Scores by Spending Ranges (per student) 

    1) The schools with the lowest spending range per student ($0-$584) had the highest Overall Passing Rate at 90.37% of students passing math and reading. 
    2) The schools with the highest spending rate per student ($646-$680) had the lowest Overall Passing Rate at 53.53%.

Scores by Size Ranges 

    1) Medium sized schools with 1000-2000 students had the highest overall passing rate at 90.62% of students passing. 
    2) Smallest schools with under 100 students had an overall passing rate that was slightly lower than medium schools at 89.89%.
    3) The Largest schools with 2000 to 5000 students had the lowest passing rate at 58.29%. This is a drastic difference of 31.60% from the passing rates at smallest schools and 32.33% from the 
        passing rates at medium sized schools.

Scores by School Type: Charter Schools have higher scores and higher passing rates than District Schools.  The overall passing rate for Charter Schools is 90.43% compared to District Schools at 53.67%. 
    

Overall Analysis: 

1) The spending per student differences within this group of schools does not seem to help the number of students overall passing rate.  As spending increased the overall passing rate decreased.  

2) Size of school could be a better determiner of percentage of students passing but only when comparing small and medium schools to large schools.  There was not much difference between the passing rates of small and medium schools. However, the largest schools with over 2000 students had far lower passing rates than both the medium and small schools.  Perhaps addtional analysis could review the teacher to student ratios of schools within the different size ranges. 
  
3) Average reading scores are higher than math scores for all schools and there are more students passing reading than math at all schools.
   
4) School types also seem to have correlation with the overall passing rate of students.  Charter Schools have a 36.76% higher passing rate than the District Schools.  The largest difference was in students passing math at 93.62% for Charter Schools and only 66.55% for District Schools.  Further analysis on what contributes to the higher math scores might be helpful investigating how to improve match scores for all schools.   




In [1]:
# Import 
import pandas as pd
from pathlib import Path

In [2]:

# File Path
school_data_to_load = Path("Resources\schools_complete.csv")
student_data_to_load = Path("Resources\students_complete.csv")

# Read School and Student Data File and store into Pandas DataFrames
school_data = pd.read_csv(school_data_to_load)
student_data = pd.read_csv(student_data_to_load)

# Combine the data from the files into a single dataset
school_data_complete = pd.merge(student_data, school_data, how="left", on=["school_name", "school_name"])

# Make an output for the new dataset
output_file_path= 'school_data_complete.csv'
school_data_complete.to_csv(output_file_path, index=False)
school_data_complete=pd.read_csv(output_file_path)

- _REQUIRED TASK_
Could you copy the school passing-rate analysis between "3) The Largest" and "Schools at 53.67%.", inclusive, swapping "drastic" for "striking"?

- _RECORDED DATA_
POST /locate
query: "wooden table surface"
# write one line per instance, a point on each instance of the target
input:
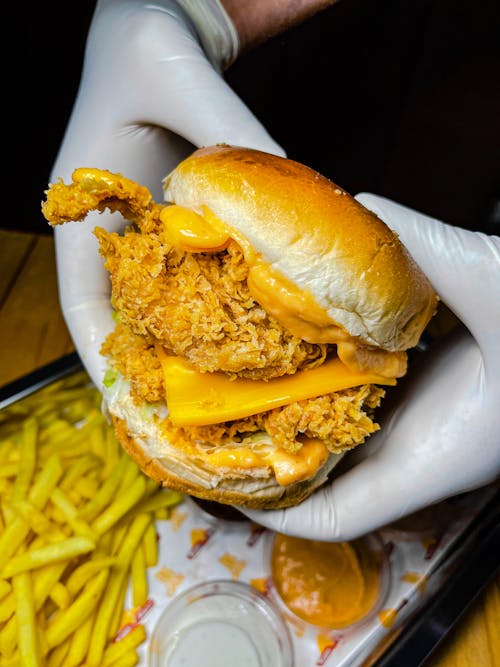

- _THE RESULT_
3) The Largest schools with 2000 to 5000 students had the lowest passing rate at 58.29%. This is a striking difference of 31.60% from the passing rates at smallest schools and 32.33% from the 
        passing rates at medium sized schools.

Scores by School Type: Charter Schools have higher scores and higher passing rates than District Schools.  The overall passing rate for Charter Schools is 90.43% compared to District Schools at 53.67%.